** Data for this task **
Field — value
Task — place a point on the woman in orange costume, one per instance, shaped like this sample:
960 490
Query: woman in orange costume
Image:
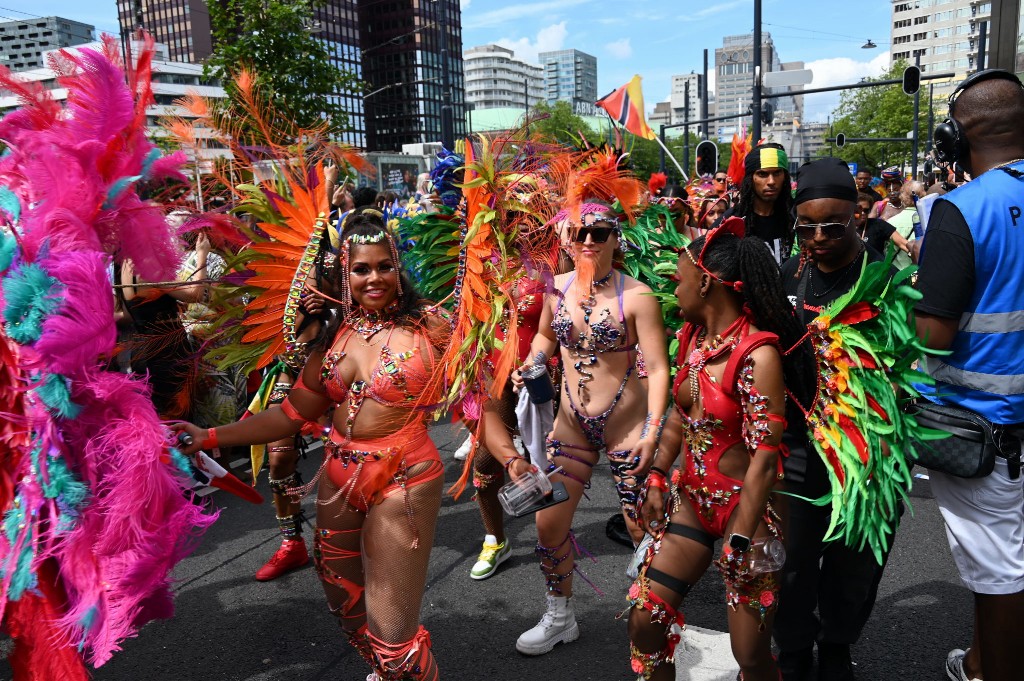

** Exercise instructions **
Which lines in the records contain the word "costume"? Gather each of them.

** The completed task **
Task — place a point on the woman in orange costume, one per instance, shaped like this sample:
Query: woman in orange costume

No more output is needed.